=== TEXT EXTRACT ===

I just found a mapping table proposed by John Cowan [1]. It's already pretty old, so it doesn't cover newer Unicode versions, but it's surely better than our current solution.
[1] http://www.unicode.org/mail-arch/unicode-ml/y2003-m08/0047.html
On Sun, Nov 23, 2014 at 11:19 PM, Christian Grün christian.gruen@gmail.com wrote:
Hi Graydon,
I just had a look. In BaseX, "without diacritics" can be explained by this a single, glorious mapping table [1].
It's quite obvious that there are just too many cases which are not covered by this mapping. We introduced this solution in the very beginnings of our full-text implementation, and I am just surprised that it survived for such a long time, probably because it was sufficient for most use cases our users came across so far.
However, I would like to extend the current solution with something more general and, still, more efficient than full Unicode normalizations (performance-wise, the current mapping is probably difficult to beat). As you already indicated, the XQFT spec left it to the implementers to decide what diacritics are.

=== RECORDED INFORMATION ===

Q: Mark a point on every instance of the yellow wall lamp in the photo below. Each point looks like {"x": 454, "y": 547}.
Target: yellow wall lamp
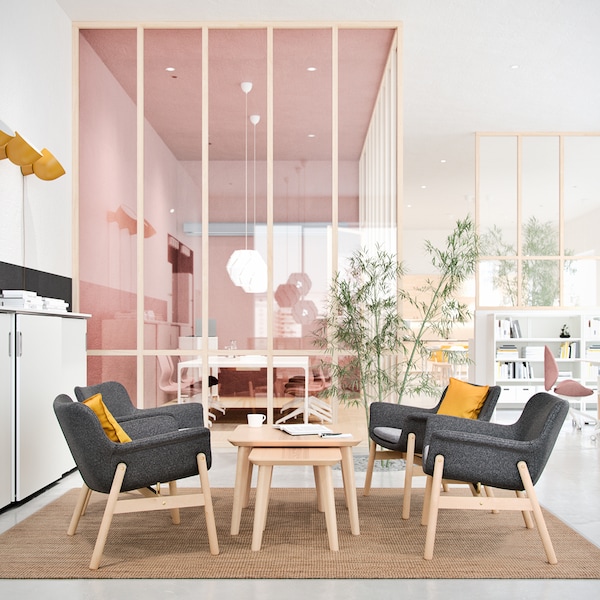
{"x": 20, "y": 152}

===

_SHORT PROBLEM:_ In the message about diacritics in BaseX, what did the XQFT spec leave to implementers to decide?

_SOLUTION TO THE EXERCISE:_ What diacritics are.